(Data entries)
━━━━━━━━━━━━━━━━━━━━━━━━━━━━━━
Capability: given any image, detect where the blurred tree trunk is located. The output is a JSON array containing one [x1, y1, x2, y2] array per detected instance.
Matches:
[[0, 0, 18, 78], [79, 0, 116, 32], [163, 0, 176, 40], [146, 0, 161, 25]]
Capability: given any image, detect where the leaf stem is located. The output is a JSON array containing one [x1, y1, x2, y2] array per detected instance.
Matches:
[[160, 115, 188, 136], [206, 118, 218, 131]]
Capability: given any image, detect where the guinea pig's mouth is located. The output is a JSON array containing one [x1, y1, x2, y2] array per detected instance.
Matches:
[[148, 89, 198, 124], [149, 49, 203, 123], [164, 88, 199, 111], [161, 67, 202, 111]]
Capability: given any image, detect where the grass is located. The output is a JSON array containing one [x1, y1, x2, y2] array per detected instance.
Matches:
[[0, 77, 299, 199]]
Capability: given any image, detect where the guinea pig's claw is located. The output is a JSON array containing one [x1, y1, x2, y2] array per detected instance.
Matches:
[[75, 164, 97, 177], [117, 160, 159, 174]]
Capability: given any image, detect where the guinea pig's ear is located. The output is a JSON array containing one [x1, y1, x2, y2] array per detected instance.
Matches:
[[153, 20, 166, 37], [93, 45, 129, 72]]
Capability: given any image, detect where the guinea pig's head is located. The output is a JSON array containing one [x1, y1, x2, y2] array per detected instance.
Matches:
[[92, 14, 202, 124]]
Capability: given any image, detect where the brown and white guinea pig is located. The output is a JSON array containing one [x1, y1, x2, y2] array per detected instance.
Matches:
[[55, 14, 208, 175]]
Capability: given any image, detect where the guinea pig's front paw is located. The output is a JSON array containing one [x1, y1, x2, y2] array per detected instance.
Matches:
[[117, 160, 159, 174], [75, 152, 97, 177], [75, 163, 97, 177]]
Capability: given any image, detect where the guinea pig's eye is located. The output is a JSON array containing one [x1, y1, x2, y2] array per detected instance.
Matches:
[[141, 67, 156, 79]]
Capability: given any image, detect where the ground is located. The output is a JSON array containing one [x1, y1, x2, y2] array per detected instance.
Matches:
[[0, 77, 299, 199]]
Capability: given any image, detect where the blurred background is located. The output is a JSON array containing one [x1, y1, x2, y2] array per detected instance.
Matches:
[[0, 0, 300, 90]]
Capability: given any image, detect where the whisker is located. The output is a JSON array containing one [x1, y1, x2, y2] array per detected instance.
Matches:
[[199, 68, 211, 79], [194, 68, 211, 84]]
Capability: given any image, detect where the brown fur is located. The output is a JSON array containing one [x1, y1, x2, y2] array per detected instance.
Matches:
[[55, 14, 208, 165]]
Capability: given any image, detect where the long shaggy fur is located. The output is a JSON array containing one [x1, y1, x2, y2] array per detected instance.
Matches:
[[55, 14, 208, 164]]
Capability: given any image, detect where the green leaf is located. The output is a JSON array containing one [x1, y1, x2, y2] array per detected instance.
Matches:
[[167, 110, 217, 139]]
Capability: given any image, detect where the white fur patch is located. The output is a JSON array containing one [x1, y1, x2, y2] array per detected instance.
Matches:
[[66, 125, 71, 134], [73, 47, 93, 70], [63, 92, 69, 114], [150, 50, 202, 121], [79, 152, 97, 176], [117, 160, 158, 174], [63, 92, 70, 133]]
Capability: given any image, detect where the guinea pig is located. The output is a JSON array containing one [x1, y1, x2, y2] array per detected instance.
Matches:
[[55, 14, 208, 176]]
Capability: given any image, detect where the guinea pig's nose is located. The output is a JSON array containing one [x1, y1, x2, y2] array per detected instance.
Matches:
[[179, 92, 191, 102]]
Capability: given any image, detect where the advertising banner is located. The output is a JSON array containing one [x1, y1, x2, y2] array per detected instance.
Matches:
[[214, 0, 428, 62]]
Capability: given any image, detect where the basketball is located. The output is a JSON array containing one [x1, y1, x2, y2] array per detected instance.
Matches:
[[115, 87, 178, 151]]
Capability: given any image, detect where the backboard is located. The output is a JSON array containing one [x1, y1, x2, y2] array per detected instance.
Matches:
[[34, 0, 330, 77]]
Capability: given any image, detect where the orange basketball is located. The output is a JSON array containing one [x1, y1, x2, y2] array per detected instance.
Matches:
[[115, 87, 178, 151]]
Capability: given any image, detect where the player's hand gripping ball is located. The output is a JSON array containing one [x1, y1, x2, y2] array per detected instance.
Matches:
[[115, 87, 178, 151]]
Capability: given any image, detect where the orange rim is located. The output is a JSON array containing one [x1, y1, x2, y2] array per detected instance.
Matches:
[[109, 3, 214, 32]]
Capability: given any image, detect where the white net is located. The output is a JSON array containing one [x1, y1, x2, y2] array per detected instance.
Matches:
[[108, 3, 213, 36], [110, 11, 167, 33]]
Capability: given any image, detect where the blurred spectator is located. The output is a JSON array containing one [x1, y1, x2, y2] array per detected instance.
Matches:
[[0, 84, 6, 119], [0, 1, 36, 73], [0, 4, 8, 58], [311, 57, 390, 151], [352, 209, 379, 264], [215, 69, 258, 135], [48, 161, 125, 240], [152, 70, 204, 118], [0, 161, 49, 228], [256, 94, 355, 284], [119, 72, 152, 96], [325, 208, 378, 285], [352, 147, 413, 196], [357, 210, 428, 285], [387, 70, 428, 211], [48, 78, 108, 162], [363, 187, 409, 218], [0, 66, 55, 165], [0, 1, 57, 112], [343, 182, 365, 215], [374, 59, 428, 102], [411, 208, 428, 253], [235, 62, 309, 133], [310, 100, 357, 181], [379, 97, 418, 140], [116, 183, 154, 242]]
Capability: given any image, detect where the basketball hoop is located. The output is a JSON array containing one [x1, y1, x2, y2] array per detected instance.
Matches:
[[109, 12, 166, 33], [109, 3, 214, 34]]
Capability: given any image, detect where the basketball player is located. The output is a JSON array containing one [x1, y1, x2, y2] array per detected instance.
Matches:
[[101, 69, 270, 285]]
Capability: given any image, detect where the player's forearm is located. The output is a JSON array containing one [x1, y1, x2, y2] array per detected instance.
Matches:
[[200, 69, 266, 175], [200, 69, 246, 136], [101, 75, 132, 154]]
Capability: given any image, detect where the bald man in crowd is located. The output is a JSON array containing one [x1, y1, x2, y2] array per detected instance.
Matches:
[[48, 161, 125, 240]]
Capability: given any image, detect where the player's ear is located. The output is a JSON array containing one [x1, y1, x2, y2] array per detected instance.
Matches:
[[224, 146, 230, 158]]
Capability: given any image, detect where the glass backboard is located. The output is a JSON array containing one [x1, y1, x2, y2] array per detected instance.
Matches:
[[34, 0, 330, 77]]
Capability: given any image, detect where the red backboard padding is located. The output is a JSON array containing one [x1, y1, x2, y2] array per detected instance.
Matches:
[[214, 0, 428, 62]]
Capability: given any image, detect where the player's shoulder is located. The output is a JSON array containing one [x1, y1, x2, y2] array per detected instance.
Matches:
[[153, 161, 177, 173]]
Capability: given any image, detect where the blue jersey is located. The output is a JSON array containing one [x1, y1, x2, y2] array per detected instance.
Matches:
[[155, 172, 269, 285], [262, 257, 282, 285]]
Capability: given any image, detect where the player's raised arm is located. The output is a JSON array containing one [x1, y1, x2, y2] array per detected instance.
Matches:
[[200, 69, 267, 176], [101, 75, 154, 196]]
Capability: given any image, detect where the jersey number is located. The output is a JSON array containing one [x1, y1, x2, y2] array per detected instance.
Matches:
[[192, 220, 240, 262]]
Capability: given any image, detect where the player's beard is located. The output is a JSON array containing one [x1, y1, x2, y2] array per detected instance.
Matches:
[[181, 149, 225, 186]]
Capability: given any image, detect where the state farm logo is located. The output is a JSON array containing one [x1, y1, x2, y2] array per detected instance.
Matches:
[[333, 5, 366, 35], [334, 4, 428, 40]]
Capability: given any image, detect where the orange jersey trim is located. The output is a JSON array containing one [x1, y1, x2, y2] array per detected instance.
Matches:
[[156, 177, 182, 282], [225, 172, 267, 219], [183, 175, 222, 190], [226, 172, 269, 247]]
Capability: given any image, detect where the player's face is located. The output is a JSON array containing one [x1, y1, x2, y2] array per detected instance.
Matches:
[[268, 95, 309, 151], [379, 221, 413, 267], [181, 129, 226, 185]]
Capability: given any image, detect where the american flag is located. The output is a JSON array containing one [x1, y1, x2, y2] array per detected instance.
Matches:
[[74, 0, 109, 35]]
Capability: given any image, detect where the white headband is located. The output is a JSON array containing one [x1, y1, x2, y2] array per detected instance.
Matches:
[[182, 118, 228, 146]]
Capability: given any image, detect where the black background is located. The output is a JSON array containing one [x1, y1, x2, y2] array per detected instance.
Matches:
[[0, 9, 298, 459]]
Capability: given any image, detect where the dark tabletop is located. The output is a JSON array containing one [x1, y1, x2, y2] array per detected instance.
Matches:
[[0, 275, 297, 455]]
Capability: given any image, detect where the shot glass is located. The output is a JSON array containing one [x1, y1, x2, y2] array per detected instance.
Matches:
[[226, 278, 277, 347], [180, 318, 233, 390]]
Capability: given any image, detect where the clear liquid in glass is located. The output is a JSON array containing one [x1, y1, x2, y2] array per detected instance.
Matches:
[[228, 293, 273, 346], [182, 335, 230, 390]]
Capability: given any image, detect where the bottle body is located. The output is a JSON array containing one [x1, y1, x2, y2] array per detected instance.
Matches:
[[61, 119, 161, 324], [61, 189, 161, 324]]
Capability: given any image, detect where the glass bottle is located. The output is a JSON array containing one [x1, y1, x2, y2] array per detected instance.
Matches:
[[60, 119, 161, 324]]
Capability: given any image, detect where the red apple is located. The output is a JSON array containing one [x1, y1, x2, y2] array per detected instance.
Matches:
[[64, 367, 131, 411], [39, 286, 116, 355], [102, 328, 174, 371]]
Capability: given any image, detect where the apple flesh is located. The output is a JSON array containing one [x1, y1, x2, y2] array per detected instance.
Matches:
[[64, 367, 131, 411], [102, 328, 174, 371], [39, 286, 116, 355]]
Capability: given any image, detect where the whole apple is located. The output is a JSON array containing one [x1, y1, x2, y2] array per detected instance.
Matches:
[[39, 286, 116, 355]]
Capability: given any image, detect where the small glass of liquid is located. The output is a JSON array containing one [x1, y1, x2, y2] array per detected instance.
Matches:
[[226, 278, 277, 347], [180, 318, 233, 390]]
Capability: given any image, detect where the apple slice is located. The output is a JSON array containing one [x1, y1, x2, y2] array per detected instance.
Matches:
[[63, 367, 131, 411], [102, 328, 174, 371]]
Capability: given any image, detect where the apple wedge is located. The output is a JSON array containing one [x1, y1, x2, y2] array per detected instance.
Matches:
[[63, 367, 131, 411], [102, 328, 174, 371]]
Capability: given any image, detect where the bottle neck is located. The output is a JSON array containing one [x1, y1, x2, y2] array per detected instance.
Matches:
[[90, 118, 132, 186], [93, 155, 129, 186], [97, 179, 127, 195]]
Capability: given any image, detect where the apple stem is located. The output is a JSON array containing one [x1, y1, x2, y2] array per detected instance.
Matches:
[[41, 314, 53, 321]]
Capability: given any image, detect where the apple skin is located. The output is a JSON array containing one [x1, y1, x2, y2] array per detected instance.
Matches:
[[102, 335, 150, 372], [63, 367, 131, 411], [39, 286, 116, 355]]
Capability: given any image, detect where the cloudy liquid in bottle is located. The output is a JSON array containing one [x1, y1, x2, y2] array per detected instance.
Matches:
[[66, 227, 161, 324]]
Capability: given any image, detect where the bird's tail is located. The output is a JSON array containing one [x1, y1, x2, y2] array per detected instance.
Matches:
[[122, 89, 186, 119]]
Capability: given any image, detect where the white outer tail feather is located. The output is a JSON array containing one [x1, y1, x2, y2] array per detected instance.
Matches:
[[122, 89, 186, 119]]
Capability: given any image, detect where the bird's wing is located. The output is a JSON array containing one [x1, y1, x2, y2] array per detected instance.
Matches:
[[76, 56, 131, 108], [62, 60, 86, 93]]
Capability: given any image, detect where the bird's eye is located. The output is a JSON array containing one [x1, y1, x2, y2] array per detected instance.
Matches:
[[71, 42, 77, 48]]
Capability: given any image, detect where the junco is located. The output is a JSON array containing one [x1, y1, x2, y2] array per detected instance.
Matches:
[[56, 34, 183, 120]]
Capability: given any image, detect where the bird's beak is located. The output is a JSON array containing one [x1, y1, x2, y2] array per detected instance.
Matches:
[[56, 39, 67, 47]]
━━━━━━━━━━━━━━━━━━━━━━━━━━━━━━
= Requirement =
In the data above, each line holding "bottle" is to be found and copied.

= Solution to this task =
Capability: given any image, detect where the bottle body is located. The output is a JSON array containing one [x1, y1, x2, y2] array per detected instance.
Capability: given any image, detect where the glass bottle is located. The output is a JSON array containing one [x1, y1, x2, y2] array per detected instance.
Capability: given any image, detect where the bottle neck is located. The output is a JSON array containing one [x1, y1, x2, y2] array per detected instance.
Capability: given any image, detect where the cloudy liquid in bottle is located. The output is a JSON array containing one [x1, y1, x2, y2] array per detected instance.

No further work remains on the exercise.